_TASK INSTRUCTIONS_:
1. In the Thanksgiving text, which two pies does the family expect to end the meal?
2. Repeat the Thanksgiving text word for word, from "I would like" up to and including "including the cook.".

_ARTICLE_:
────
Oh my, what a lovely holiday. This is one day that is all about the food. No gifts to buy, just the company of family and friends. In my family, there are expectations for this day. They expect the same bird recipe with stuffing or dressing and mushroom gravy and the meal has to end with chocolate pecan pie and classic pecan pie. The sides are important but not as critical as the turkey, so I can get a little creative. This concept was tested one year when we spent T-Day at the Outer Banks. The beach was awesome, but the turkey was just OK. We ordered a turkey and my immediate family let me know that is not what they look forward to. I guess this is where tradition steps in and takes hold. I am good with that. This way the main dish has been tested and approved, so be it.
Thanksgiving food is for Thanksgiving day and it is worth the wait. We fix a large meal and eat till we are ready to pop, have leftovers for several days afterward and and then we are done until next year. We have whole roasted turkey, stuffing, cranberries and pecan pie once a year. So we are in agreement that Thanksgiving is for being thankful and copious amounts of our favorite delicious food. Oh yeah, and family and friends, they are the icing on the cake!
I would like to share some of my tips for having a successful Thanksgiving dinner. It is quite a job being the host but there are ways to make it a little easier. Yes, this includes everyone having a good time including the cook.
────
_PROVIDED MATERIAL_:
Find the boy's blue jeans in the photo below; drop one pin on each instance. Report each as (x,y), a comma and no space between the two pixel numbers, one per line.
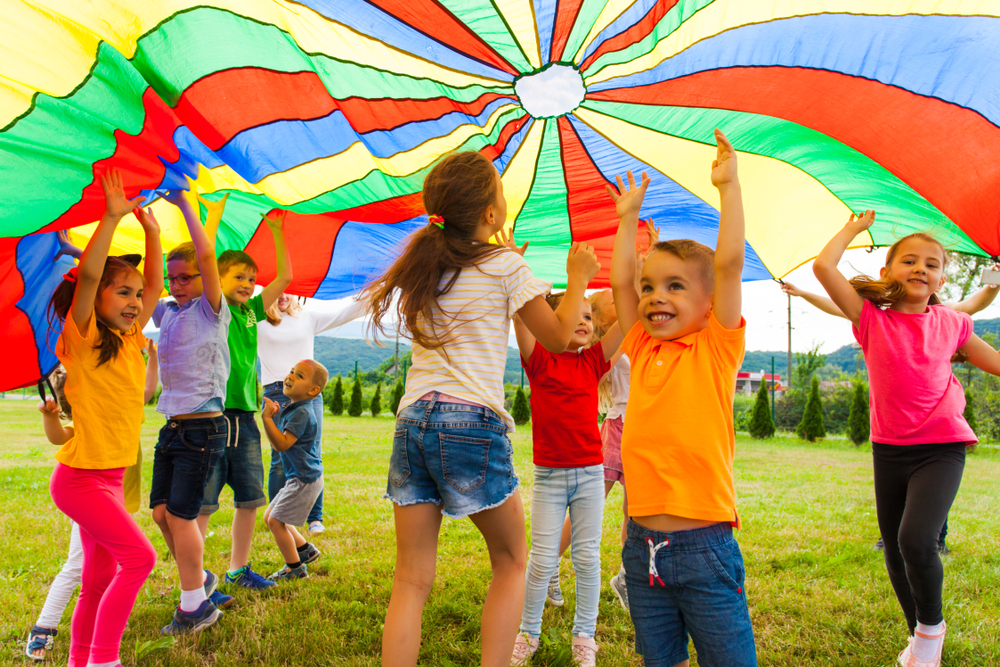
────
_EXERCISE SOLUTIONS_:
1. Chocolate pecan pie and classic pecan pie.

2.
I would like to share some of my tips for having a successful Thanksgiving dinner. It is quite a job being the host but there are ways to make it a little easier. Yes, this includes everyone having a good time including the cook.